Первый роман, «Машенька», Набоков выпустил в 1926 году под псевдонимом В. Сирин, под которым публиковал прозу и стихи до самого переезда в Америку. В том же году Набоков-Сирин опубликовал рассказ «Сказка». В нем, помимо прочего, он описывает четырнадцатилетнюю девочку «в темном нарядном платье, очень открытом на груди», хотя и непонятно, замечает ли это рассказчик, Эрвин: «И взгляд Эрвина, дрогнув, перешел на лицо девочки… что-то было в этом лице странное, странно скользнули ее слишком блестящие глаза – и если б это была не девочка – внучка, верно, старика, – можно было подумать, что губы ее тронуты кармином. Она шла, едва-едва поводя бедрами, тесно передвигая ноги, она что-то звонко спрашивала у своего спутника, – и Эрвин ничего мысленно не приказал, но вдруг почувствовал, что его тайное мгновенное желание исполнено».
«Тайное мгновенное желание» Эрвина, разумеется, его запретная страсть к девочке.
Двумя годами позже, в 1928 году, Набоков коснулся этой темы в стихах. «Лилит» также описывает «демоническое» впечатление, какое производит на лирического героя девочка, ее «подмышка рыжая» и взгляд «через плечо зеленым глазом»: «…с речною лилией в кудрях, стройна, как женщина», – описывает он и продолжает:
И обольстителен и весел
Был запрокинувшийся лик,
И яростным ударом чресел
Я в незабытую проник.

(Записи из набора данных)
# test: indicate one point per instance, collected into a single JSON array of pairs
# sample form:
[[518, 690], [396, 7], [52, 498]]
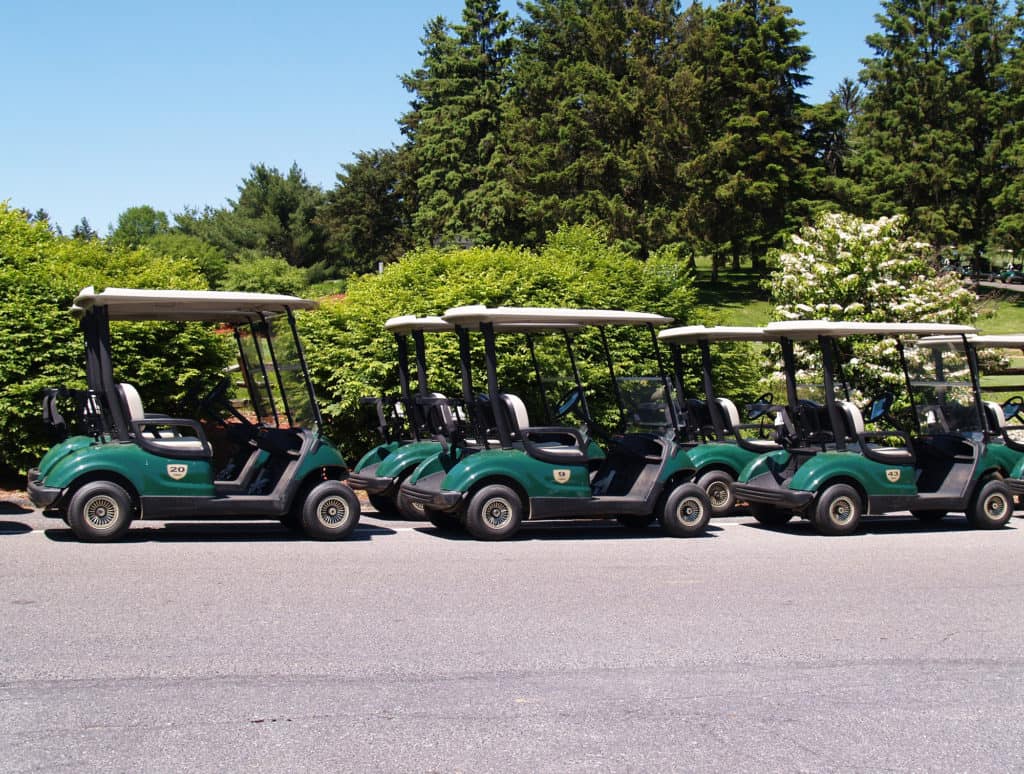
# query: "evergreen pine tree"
[[453, 126], [930, 131], [750, 169]]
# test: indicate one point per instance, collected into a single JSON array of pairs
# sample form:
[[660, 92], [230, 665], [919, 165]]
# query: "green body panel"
[[763, 464], [151, 474], [875, 478], [406, 457], [60, 450], [324, 455], [376, 455], [536, 477], [872, 476], [148, 474], [720, 456], [999, 457]]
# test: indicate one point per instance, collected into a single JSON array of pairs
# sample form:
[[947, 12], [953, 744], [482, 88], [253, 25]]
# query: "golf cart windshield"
[[273, 374], [939, 377], [270, 357]]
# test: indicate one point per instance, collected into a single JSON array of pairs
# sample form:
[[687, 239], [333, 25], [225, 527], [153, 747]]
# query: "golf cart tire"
[[686, 511], [636, 521], [991, 506], [494, 513], [99, 512], [718, 485], [384, 506], [769, 515], [292, 522], [330, 511], [838, 510]]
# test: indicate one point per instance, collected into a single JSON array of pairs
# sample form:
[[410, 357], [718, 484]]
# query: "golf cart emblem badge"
[[177, 472]]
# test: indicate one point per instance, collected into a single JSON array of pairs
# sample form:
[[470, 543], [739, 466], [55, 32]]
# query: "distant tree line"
[[673, 127]]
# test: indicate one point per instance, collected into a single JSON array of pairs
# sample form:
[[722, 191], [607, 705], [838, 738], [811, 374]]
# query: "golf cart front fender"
[[721, 457], [89, 461], [537, 478], [873, 478], [382, 475], [323, 455]]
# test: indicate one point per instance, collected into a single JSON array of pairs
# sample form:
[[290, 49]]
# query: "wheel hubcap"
[[842, 510], [690, 510], [100, 512], [497, 513], [995, 507], [718, 492], [333, 511]]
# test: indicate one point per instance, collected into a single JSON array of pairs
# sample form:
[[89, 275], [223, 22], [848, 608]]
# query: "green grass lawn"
[[736, 299], [1001, 312]]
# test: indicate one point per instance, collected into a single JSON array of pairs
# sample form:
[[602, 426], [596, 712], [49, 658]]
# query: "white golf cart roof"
[[689, 334], [409, 323], [553, 317], [811, 329], [987, 341], [212, 306]]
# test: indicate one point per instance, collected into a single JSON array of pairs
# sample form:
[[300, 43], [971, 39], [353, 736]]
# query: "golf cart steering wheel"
[[568, 402], [1012, 407], [760, 406], [217, 398]]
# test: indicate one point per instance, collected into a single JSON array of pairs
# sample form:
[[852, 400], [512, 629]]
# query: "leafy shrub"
[[40, 343], [252, 271], [351, 354]]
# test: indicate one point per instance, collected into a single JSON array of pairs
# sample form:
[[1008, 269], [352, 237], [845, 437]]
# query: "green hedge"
[[40, 343], [351, 354]]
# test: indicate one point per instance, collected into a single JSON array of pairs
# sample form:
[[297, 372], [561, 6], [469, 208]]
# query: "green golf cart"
[[833, 471], [552, 472], [403, 423], [716, 439], [269, 460]]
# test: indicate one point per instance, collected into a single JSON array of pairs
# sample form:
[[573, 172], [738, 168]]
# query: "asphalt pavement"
[[573, 648]]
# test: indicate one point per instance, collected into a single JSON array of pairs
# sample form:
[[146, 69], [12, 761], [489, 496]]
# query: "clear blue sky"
[[108, 104]]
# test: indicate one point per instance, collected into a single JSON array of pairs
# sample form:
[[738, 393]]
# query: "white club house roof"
[[472, 316], [690, 334]]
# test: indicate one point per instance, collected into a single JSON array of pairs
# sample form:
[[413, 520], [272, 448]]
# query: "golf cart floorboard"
[[597, 507], [242, 507]]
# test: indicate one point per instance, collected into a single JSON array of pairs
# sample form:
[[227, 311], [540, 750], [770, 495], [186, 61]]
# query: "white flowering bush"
[[845, 268]]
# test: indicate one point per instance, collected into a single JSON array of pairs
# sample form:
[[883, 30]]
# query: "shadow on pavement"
[[14, 527], [880, 525], [12, 508], [571, 530], [218, 532]]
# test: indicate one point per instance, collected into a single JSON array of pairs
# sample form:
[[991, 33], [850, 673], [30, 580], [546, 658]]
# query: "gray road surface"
[[238, 647]]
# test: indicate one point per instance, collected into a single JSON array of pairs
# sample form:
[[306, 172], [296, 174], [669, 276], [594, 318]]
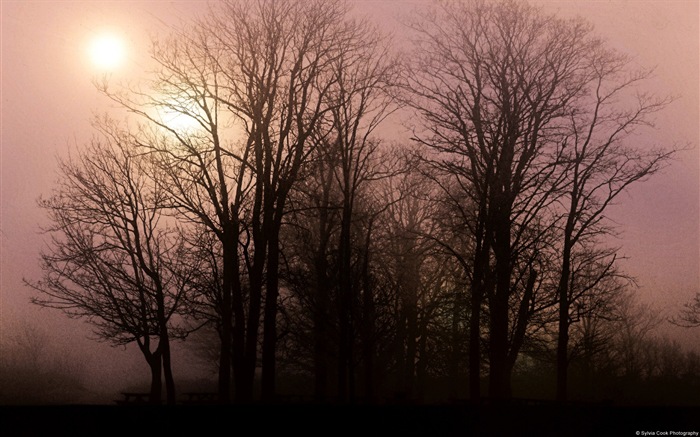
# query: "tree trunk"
[[269, 346], [155, 364]]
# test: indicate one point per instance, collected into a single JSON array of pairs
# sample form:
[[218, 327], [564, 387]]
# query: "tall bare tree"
[[497, 86], [112, 258]]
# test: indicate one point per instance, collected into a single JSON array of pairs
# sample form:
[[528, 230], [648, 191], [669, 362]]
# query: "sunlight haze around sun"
[[107, 51]]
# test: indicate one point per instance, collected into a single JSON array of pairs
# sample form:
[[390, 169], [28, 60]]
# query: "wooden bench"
[[201, 398], [131, 398]]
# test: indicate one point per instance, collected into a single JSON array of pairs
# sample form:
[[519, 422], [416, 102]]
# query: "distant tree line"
[[259, 196]]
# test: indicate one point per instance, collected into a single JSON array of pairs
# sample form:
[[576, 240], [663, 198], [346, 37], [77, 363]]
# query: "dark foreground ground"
[[360, 421]]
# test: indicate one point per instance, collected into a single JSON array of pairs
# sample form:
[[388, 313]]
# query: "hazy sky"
[[48, 99]]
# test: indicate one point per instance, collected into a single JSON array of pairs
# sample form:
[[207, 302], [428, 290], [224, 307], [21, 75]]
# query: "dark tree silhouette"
[[112, 258], [504, 92]]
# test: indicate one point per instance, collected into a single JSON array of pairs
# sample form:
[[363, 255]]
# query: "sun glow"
[[107, 51]]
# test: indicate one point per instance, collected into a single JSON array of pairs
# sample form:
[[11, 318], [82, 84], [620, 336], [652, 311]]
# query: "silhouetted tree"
[[112, 258], [505, 93], [689, 315]]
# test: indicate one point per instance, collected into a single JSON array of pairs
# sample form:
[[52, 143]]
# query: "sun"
[[107, 51]]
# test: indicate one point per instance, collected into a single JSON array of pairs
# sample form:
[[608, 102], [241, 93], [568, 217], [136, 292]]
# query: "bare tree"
[[602, 160], [260, 72], [505, 93], [112, 258], [689, 315]]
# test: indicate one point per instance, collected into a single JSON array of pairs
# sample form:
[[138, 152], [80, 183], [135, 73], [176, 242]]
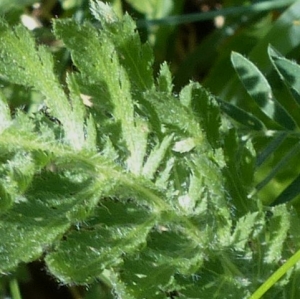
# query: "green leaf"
[[288, 70], [288, 194], [259, 89]]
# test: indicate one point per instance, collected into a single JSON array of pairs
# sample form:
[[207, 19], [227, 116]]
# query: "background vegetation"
[[197, 39]]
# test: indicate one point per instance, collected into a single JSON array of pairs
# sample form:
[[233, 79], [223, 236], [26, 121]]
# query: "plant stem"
[[276, 276], [14, 289]]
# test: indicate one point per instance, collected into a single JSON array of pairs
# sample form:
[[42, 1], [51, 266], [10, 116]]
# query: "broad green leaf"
[[291, 192], [23, 63], [241, 116], [288, 70], [259, 89], [270, 148], [284, 162], [118, 229]]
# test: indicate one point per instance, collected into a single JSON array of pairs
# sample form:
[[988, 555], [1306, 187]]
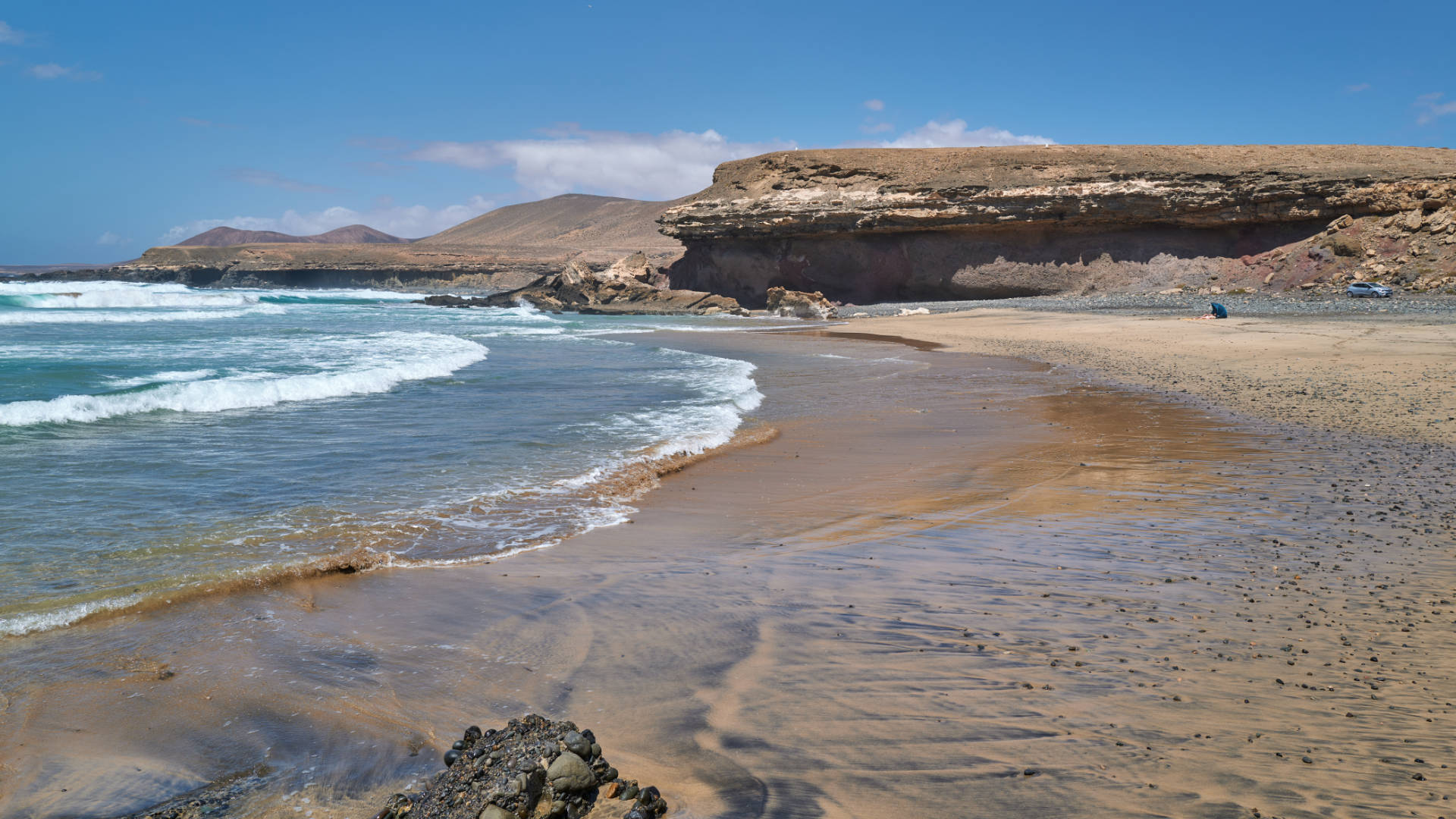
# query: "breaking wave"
[[398, 357]]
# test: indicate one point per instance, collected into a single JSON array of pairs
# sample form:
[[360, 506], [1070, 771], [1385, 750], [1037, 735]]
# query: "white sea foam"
[[44, 621], [130, 316], [168, 376], [398, 357]]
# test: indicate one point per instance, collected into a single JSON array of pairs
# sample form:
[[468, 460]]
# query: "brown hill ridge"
[[348, 235], [930, 223]]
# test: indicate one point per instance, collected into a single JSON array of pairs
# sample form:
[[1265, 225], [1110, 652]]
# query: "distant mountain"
[[351, 235], [571, 221]]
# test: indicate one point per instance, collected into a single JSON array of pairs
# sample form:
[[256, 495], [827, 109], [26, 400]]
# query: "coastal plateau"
[[865, 224]]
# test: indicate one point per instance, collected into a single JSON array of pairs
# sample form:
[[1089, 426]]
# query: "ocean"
[[161, 442]]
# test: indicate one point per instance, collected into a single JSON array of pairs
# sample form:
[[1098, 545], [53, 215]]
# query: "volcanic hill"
[[350, 235]]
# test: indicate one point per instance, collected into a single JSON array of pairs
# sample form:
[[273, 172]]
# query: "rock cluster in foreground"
[[532, 768], [871, 224]]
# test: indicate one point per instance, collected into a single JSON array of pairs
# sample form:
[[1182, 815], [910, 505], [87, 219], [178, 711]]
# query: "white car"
[[1369, 289]]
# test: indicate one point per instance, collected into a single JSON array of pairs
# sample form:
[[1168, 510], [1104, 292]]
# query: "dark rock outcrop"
[[865, 224], [530, 768], [619, 290]]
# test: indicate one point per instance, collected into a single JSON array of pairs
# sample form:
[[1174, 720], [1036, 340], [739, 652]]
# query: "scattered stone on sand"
[[530, 768]]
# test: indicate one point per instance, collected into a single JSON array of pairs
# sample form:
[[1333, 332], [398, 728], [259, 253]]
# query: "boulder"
[[795, 303], [570, 774]]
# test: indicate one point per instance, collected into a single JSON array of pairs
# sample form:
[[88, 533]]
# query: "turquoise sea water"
[[159, 441]]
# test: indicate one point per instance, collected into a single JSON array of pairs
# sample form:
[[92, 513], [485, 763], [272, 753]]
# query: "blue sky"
[[133, 124]]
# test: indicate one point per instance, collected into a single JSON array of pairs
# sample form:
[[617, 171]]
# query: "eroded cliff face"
[[968, 223]]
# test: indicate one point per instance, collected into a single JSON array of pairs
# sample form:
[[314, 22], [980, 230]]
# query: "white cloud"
[[9, 36], [653, 167], [55, 72], [957, 134], [1433, 108], [274, 180], [411, 222]]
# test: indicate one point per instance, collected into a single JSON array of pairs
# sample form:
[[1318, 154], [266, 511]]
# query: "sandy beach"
[[946, 585], [1388, 376]]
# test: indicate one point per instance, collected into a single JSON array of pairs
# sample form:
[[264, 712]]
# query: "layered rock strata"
[[865, 224], [628, 287]]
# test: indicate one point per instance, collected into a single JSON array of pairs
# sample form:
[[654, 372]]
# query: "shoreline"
[[759, 682]]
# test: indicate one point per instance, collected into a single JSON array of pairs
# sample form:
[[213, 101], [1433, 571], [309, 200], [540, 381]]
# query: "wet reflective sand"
[[951, 586]]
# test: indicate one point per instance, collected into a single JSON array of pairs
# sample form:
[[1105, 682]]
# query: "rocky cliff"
[[867, 224]]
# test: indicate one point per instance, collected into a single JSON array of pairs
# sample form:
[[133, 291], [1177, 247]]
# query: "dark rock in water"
[[577, 745], [500, 776]]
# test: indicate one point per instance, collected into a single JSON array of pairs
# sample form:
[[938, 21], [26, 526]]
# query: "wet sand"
[[949, 586], [1389, 376]]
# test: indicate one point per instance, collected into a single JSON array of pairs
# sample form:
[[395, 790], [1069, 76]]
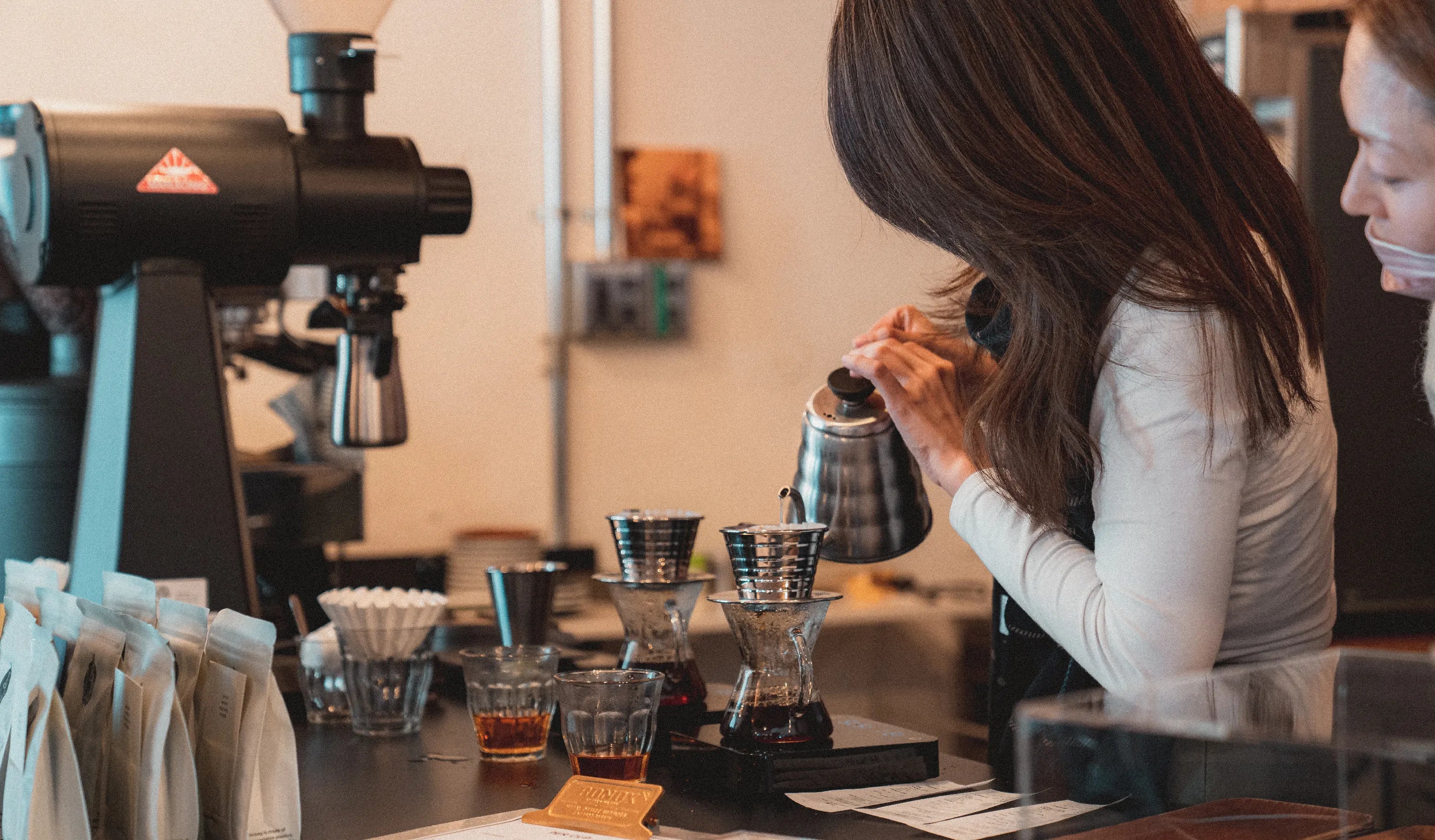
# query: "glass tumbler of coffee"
[[609, 721], [511, 697]]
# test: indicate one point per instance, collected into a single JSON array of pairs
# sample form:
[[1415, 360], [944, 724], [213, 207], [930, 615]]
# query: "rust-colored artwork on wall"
[[671, 200]]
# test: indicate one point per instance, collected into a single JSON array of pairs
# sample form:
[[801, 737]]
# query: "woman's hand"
[[972, 368], [920, 388]]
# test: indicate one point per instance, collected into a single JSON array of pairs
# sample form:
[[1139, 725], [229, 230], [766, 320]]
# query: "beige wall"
[[711, 423]]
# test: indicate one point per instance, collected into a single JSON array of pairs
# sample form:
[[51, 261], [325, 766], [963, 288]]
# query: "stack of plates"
[[474, 552]]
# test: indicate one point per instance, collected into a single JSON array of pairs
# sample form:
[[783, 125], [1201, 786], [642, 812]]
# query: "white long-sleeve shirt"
[[1206, 552]]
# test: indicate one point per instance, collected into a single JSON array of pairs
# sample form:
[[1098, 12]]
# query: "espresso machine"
[[174, 211]]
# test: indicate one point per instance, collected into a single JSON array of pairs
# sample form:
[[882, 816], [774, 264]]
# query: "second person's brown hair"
[[1072, 151], [1404, 32]]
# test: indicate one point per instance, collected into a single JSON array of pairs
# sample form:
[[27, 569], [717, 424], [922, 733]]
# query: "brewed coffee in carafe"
[[775, 700]]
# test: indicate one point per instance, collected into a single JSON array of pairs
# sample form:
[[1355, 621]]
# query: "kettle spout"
[[790, 508]]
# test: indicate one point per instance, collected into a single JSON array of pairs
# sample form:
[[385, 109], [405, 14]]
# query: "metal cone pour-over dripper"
[[777, 562], [655, 545], [775, 617]]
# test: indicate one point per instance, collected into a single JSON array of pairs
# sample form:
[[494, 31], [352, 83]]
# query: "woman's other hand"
[[920, 389], [1413, 287], [971, 365]]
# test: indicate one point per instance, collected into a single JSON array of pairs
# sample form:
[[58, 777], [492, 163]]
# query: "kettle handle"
[[790, 508]]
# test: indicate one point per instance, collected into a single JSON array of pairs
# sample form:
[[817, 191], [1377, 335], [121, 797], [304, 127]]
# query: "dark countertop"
[[355, 787]]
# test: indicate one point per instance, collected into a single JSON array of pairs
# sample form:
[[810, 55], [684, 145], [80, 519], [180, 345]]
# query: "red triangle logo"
[[177, 174]]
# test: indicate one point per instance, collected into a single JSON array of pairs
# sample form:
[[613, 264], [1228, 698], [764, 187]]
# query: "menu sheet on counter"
[[920, 813], [833, 802], [510, 826], [1006, 820]]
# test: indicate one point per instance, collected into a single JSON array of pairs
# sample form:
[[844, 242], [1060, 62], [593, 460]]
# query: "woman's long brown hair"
[[1072, 151]]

▶ ЗАДАНИЯ:
• 1. Перепишите отрывок текста о Набокове от слов «Двумя годами позже, в» до слов «в незабытую проник.» включительно.
• 2. Согласуются ли с текстом о Набокове следующие утверждения? Для каждого ответьте «да» или «нет» и дословно приведите решающие слова текста.
(а) Роман «Машенька» вышел в 1926 году под псевдонимом В. Сирин.
(б) Рассказ «Сказка» был опубликован в 1928 году.
(в) Рассказчика в «Сказке» зовут Эрвин.
• 3. Напишите продолжение текста о Набокове, начав сразу после последней приведенной строки.

▶ ОТВЕТЫ К ЗАДАНИЯМ:
• 1.
Двумя годами позже, в 1928 году, Набоков коснулся этой темы в стихах. «Лилит» также описывает «демоническое» впечатление, какое производит на лирического героя девочка, ее «подмышка рыжая» и взгляд «через плечо зеленым глазом»: «…с речною лилией в кудрях, стройна, как женщина», – описывает он и продолжает:
И обольстителен и весел
Был запрокинувшийся лик,
И яростным ударом чресел
Я в незабытую проник.

• 2.
(а) Да: «Первый роман, «Машенька», Набоков выпустил в 1926 году под псевдонимом В. Сирин».
(б) Нет: «В том же году Набоков-Сирин опубликовал рассказ «Сказка»».
(в) Да: «непонятно, замечает ли это рассказчик, Эрвин».

• 3.
Змея в змее, сосуд в сосуде,
К ней пригнанный, я в ней скользил,
Уже восторг в растущем зуде
Неописуемый сквозил…
Но преступное это совокупление губит рассказчика. Лилит отпрянула, вырвалась, и как ни умолял он: «Впусти!», судьба его предрешена: «Молчала дверь. И перед всеми // мучительно я пролил семя // и понял вдруг, что я в аду». За два с половиной десятка лет до «Лолиты» Набоков предвосхитил признание Гумберта Гумберта в том, что он «вполне способен иметь сношения с Евой, но Лилит была той, о ком он мечтал».
Еще одна протонимфетка, Марго, появляется в «Смехе в темноте», хотя эта героиня уже чуть старше: в русской версии, называющейся «Камера обскура» (1932), ей восемнадцать, в существенно же переработанном варианте романа, который Набоков выпустил шесть лет спустя под другим названием, – шестнадцать. (В 1960-е годы Набоков переписал роман в третий раз.) Марго привлекает внимание немолодого состоятельного искусствоведа Альберта Альбинуса [60], чье имя перекликается с именем Гумберта Гумберта.
Поступки и характер Марго мы видим лишь глазами Альбинуса. Он описывает ее как капризную, взбалмошную, склонную к манипуляциям особу. Точь-в-точь как Клэр Куильти в «Лолите» срывает планы Гумберта в отношении Долорес, так и в «Смехе в темноте» в связь Альбинуса с Марго вмешивается третий лишний. Впрочем, Аксель Рекс заводит интрижку с Марго с куда более корыстной целью – добраться до Альбинуса и его состояния; Куильти же увозит Долорес из тех же недостойных побуждений, что и Гумберт Гумберт.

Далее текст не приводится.